=== Data provided ===

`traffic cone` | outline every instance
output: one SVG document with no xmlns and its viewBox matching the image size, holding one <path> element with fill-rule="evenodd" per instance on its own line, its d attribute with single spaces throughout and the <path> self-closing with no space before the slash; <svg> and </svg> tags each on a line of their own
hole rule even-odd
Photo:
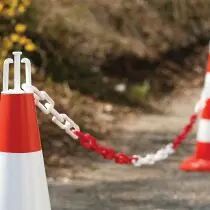
<svg viewBox="0 0 210 210">
<path fill-rule="evenodd" d="M 210 50 L 204 88 L 198 106 L 202 110 L 198 123 L 196 151 L 193 156 L 183 161 L 180 168 L 184 171 L 210 172 Z"/>
<path fill-rule="evenodd" d="M 30 85 L 30 61 L 4 62 L 0 101 L 0 209 L 50 210 L 43 154 L 33 93 L 20 88 L 20 64 L 26 65 Z M 14 89 L 8 89 L 9 65 L 14 63 Z"/>
</svg>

=== Task goal ===
Update the material from its first line through the line that contains "output: one SVG", replacing "traffic cone" with "road barrier" and keeping everything else unchanged.

=== Solution to this task ===
`road barrier` | outline every instance
output: one SVG document with no xmlns and its viewBox matching the image size, holding one <path> element with fill-rule="evenodd" per instance on its own line, its d attribute with single spaces throughout and the <path> self-closing with no space before the slash; <svg> and </svg> tags each on a line of their own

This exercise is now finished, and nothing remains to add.